### [Verilen alıntı]
----------------

İçme ve kullanma suları mikrobiyolojik ve kimyasal açıdan tek tek inceleniyor

Bu haberin fotoğrafı yok

İçme-kullanma suyu, kaynak suyu, doğal mineralli su, kaplıca suyu ve havuz suyu gibi farklı türlerdeki sular, Ulusal Halk Sağlığı Referans Laboratuvarlarında mikrobiyolojik ve kimyasal açıdan tek tek inceleniyor.

Sağlık Bakanlığı Halk Sağlığı Genel Müdürlüğüne bağlı Ulusal Halk Sağlığı Referans Laboratuvarları, içme-kullanma suyu, kaynak suyu, doğal mineralli su, kaplıca suyu ve havuz suyu gibi farklı türlerdeki suların mikrobiyolojik ve kimyasal analizlerini mevzuata uygun şekilde gerçekleştiriyor. 81 ilde toplanan numuneler, kabul kriterlerine göre değerlendirilip otomasyon sistemine kaydediliyor. Talep edilen analiz türüne göre numune, su kimyası ve mikrobiyoloji laboratuvarına yönlendiriliyor. Çevresel kirleticiler, civa, arsenik gibi ağır materyaller dahil olmak üzere birçok parametrelerin incelendiği analizler sayesinde su güvenliği sağlanıyor.

“Özel istek numunelerini de çalışabiliyoruz”

----------------

(Veri öğeleri)
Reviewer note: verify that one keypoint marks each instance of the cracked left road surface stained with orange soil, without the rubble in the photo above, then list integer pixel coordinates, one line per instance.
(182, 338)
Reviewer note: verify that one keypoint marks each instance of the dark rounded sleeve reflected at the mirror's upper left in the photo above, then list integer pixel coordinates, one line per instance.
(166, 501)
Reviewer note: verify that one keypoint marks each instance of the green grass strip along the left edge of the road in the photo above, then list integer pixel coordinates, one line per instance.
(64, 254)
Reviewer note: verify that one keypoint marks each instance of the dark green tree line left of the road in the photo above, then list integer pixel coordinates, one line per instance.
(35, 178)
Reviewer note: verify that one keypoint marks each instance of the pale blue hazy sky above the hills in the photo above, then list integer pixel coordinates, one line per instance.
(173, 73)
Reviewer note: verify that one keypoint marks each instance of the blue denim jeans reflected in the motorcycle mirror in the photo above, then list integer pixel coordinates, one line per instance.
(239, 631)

----------------

### [Bilgileri kullanarak]
1. Su analizleriyle ilgili metne göre şu soruları yanıtlayın:
(a) Ulusal Halk Sağlığı Referans Laboratuvarları hangi birime bağlıdır?
(b) Numuneler kaç ilde toplanıyor?
(c) Numune, neye göre su kimyası ve mikrobiyoloji laboratuvarına yönlendiriliyor?
2. Lütfen metinde "Bu haberin fotoğrafı" sözcüklerinin geçtiği yerden başlayıp "su güvenliği sağlanıyor." sözcüklerinden sonra durarak o bölümü hiç değiştirmeden yineleyin.
Bu verilerin metinle bir ilgisi yoktur.

### [Alıştırma yanıtları]
1.
(a) Sağlık Bakanlığı Halk Sağlığı Genel Müdürlüğüne.
(b) 81 ilde.
(c) Talep edilen analiz türüne göre.

2.
Bu haberin fotoğrafı yok

İçme-kullanma suyu, kaynak suyu, doğal mineralli su, kaplıca suyu ve havuz suyu gibi farklı türlerdeki sular, Ulusal Halk Sağlığı Referans Laboratuvarlarında mikrobiyolojik ve kimyasal açıdan tek tek inceleniyor.

Sağlık Bakanlığı Halk Sağlığı Genel Müdürlüğüne bağlı Ulusal Halk Sağlığı Referans Laboratuvarları, içme-kullanma suyu, kaynak suyu, doğal mineralli su, kaplıca suyu ve havuz suyu gibi farklı türlerdeki suların mikrobiyolojik ve kimyasal analizlerini mevzuata uygun şekilde gerçekleştiriyor. 81 ilde toplanan numuneler, kabul kriterlerine göre değerlendirilip otomasyon sistemine kaydediliyor. Talep edilen analiz türüne göre numune, su kimyası ve mikrobiyoloji laboratuvarına yönlendiriliyor. Çevresel kirleticiler, civa, arsenik gibi ağır materyaller dahil olmak üzere birçok parametrelerin incelendiği analizler sayesinde su güvenliği sağlanıyor.